Aim:
Pictures within the data are to be left out; everything else must be reproduced exactly.

Provided entries:

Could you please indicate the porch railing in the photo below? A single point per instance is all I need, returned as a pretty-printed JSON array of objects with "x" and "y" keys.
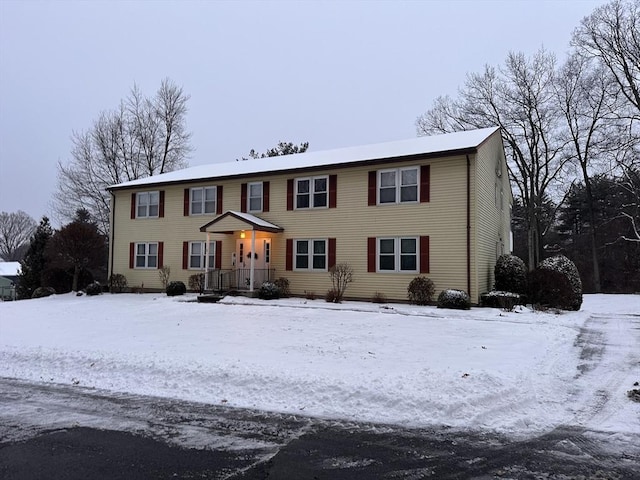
[{"x": 238, "y": 279}]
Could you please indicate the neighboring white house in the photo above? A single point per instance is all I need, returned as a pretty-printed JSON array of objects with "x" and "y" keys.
[{"x": 8, "y": 279}]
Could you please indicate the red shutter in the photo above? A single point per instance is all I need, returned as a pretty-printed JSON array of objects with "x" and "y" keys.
[
  {"x": 372, "y": 188},
  {"x": 218, "y": 258},
  {"x": 185, "y": 255},
  {"x": 424, "y": 254},
  {"x": 185, "y": 203},
  {"x": 332, "y": 252},
  {"x": 290, "y": 194},
  {"x": 333, "y": 191},
  {"x": 265, "y": 196},
  {"x": 161, "y": 207},
  {"x": 218, "y": 199},
  {"x": 133, "y": 205},
  {"x": 425, "y": 183},
  {"x": 289, "y": 254},
  {"x": 160, "y": 254},
  {"x": 371, "y": 254},
  {"x": 243, "y": 197}
]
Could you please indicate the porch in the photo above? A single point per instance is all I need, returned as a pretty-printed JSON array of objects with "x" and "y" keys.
[
  {"x": 237, "y": 279},
  {"x": 249, "y": 262}
]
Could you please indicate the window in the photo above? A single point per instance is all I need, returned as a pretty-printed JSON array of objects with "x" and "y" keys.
[
  {"x": 399, "y": 254},
  {"x": 203, "y": 200},
  {"x": 398, "y": 186},
  {"x": 146, "y": 255},
  {"x": 310, "y": 254},
  {"x": 147, "y": 204},
  {"x": 312, "y": 192},
  {"x": 255, "y": 197},
  {"x": 197, "y": 259}
]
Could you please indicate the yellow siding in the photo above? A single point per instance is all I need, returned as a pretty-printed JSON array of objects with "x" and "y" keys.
[
  {"x": 443, "y": 219},
  {"x": 492, "y": 213}
]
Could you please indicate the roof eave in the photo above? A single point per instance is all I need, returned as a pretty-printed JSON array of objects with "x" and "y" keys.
[{"x": 336, "y": 166}]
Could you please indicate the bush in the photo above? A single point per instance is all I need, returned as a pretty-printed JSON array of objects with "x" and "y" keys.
[
  {"x": 505, "y": 300},
  {"x": 196, "y": 282},
  {"x": 269, "y": 291},
  {"x": 41, "y": 292},
  {"x": 176, "y": 288},
  {"x": 93, "y": 289},
  {"x": 421, "y": 290},
  {"x": 378, "y": 298},
  {"x": 511, "y": 274},
  {"x": 283, "y": 284},
  {"x": 333, "y": 296},
  {"x": 563, "y": 265},
  {"x": 117, "y": 283},
  {"x": 341, "y": 276},
  {"x": 550, "y": 289},
  {"x": 458, "y": 299}
]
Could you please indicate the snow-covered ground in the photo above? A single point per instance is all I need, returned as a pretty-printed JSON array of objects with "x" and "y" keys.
[{"x": 519, "y": 373}]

In response:
Could you please indicate the porch railing in the photo below? A single point per instance is all I need, returned as a pretty-printed JSON array of objects with "x" and "y" keys.
[{"x": 238, "y": 279}]
Could you please indicate the neighboring white house in the photo above? A single point per instance is all I need, returned as a pretty-printed JSON array of objects with "x" and "y" keys.
[{"x": 8, "y": 279}]
Could you please indicate the red shutter in the photo above? A single point per instance is all I need, returned as a pretty-printed JSON array of objects with "x" and "y" keys.
[
  {"x": 372, "y": 188},
  {"x": 218, "y": 258},
  {"x": 185, "y": 255},
  {"x": 424, "y": 254},
  {"x": 185, "y": 203},
  {"x": 332, "y": 252},
  {"x": 290, "y": 194},
  {"x": 333, "y": 191},
  {"x": 265, "y": 196},
  {"x": 161, "y": 207},
  {"x": 218, "y": 199},
  {"x": 133, "y": 205},
  {"x": 425, "y": 183},
  {"x": 289, "y": 254},
  {"x": 160, "y": 254},
  {"x": 371, "y": 254},
  {"x": 243, "y": 197}
]
Could you please indicate the porch in the photo above? A single point per instance is all I need, returned as a pretty-printed JSON array of objects with "x" and "y" keys.
[
  {"x": 237, "y": 279},
  {"x": 249, "y": 262}
]
Could you please indicate the window in the photo above? A single point per instance is all I need, returned as a pretty-printed JSON array of objects with "x" and "y" keys.
[
  {"x": 399, "y": 254},
  {"x": 203, "y": 200},
  {"x": 398, "y": 186},
  {"x": 146, "y": 255},
  {"x": 310, "y": 254},
  {"x": 147, "y": 204},
  {"x": 312, "y": 192},
  {"x": 255, "y": 197},
  {"x": 197, "y": 259}
]
Could you please indicate the yellow siding in the photo above? A single point per instance is all I need, returned as a pretty-printed JSON array of objects with "x" and "y" keys.
[
  {"x": 443, "y": 219},
  {"x": 492, "y": 213}
]
Could you please indicate the roof eave in the photo above? A single point per instance is all I need, returned as a pretty-printed JSON array of objects with "x" and "y" keys.
[{"x": 336, "y": 166}]
Could you please indicate the bush in the photo above? A single point per instance is all I need, returned as a pretty-printed JSON array of objects with "x" and "y" keys.
[
  {"x": 505, "y": 300},
  {"x": 196, "y": 282},
  {"x": 269, "y": 291},
  {"x": 41, "y": 292},
  {"x": 176, "y": 288},
  {"x": 93, "y": 289},
  {"x": 421, "y": 290},
  {"x": 378, "y": 298},
  {"x": 511, "y": 274},
  {"x": 283, "y": 284},
  {"x": 333, "y": 296},
  {"x": 563, "y": 265},
  {"x": 117, "y": 283},
  {"x": 341, "y": 276},
  {"x": 550, "y": 289},
  {"x": 458, "y": 299}
]
Could you please indicate the snow-covered ground in the photo above? A single point per instance is all I need, returned as a pretty-printed JSON array of objects with "x" and "y" keys.
[{"x": 519, "y": 373}]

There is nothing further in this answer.